> _Problem requirements_
Would you output the whole listing below, exactly as it reads?

Segment Start: Information shown

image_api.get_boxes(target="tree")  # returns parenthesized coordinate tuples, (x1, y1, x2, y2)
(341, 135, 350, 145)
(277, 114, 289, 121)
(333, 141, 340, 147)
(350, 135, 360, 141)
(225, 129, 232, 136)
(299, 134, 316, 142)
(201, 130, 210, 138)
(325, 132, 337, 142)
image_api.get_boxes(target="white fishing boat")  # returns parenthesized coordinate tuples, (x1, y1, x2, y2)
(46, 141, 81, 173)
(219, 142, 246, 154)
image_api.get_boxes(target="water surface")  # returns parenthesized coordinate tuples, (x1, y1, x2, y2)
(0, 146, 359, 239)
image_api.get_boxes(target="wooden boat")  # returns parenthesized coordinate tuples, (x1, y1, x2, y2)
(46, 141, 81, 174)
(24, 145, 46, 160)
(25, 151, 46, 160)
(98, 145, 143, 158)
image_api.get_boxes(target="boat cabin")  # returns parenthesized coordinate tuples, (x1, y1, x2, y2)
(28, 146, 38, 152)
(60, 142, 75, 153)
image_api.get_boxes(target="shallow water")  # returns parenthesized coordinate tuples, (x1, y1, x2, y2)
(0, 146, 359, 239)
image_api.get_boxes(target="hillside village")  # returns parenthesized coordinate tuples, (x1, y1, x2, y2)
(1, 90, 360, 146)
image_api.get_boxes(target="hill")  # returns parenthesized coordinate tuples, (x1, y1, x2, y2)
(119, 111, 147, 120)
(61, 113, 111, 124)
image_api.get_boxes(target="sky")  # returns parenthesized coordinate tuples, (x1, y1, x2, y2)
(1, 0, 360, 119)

Segment End: Information shown

> _Worked solution_
image_api.get_boxes(target="tree")  # returns parenthesized coordinate tuples, (x1, y1, x2, y2)
(341, 135, 350, 145)
(277, 114, 289, 121)
(333, 141, 340, 147)
(350, 135, 360, 141)
(225, 129, 232, 136)
(299, 134, 316, 142)
(201, 130, 210, 138)
(325, 132, 337, 142)
image_api.get_boxes(target="white fishing boat")  # returns parenthesized coordinate tuples, (x1, y1, x2, y2)
(46, 141, 81, 173)
(219, 142, 246, 154)
image_api.get_boxes(target="water surface")  # returns parenthesized coordinate tuples, (x1, y1, x2, y2)
(0, 146, 359, 239)
image_api.get_boxes(target="wooden boat")  # returns parenthesized coordinate tuples, (x1, y1, x2, y2)
(46, 141, 81, 174)
(24, 145, 46, 160)
(25, 151, 46, 160)
(98, 145, 143, 158)
image_api.get_boxes(target="boat cabin")  # returns parenthesized coordinate tuples, (x1, y1, x2, y2)
(28, 146, 38, 152)
(60, 142, 75, 153)
image_api.get_boxes(target="shallow water")  # returns parenthesized coordinate tuples, (x1, y1, x2, y2)
(0, 146, 359, 239)
image_api.get_boxes(target="hillside village")  # returns parenthesized coordinate tuples, (x1, y1, x2, y2)
(1, 90, 360, 146)
image_api.get_boxes(target="hill")  # returns parenthesized coordinate tuples, (x1, y1, x2, y2)
(119, 111, 147, 120)
(61, 113, 111, 124)
image_api.get_boxes(target="sky")  # returns parenthesized coordinate tuples, (x1, y1, x2, y2)
(1, 0, 360, 119)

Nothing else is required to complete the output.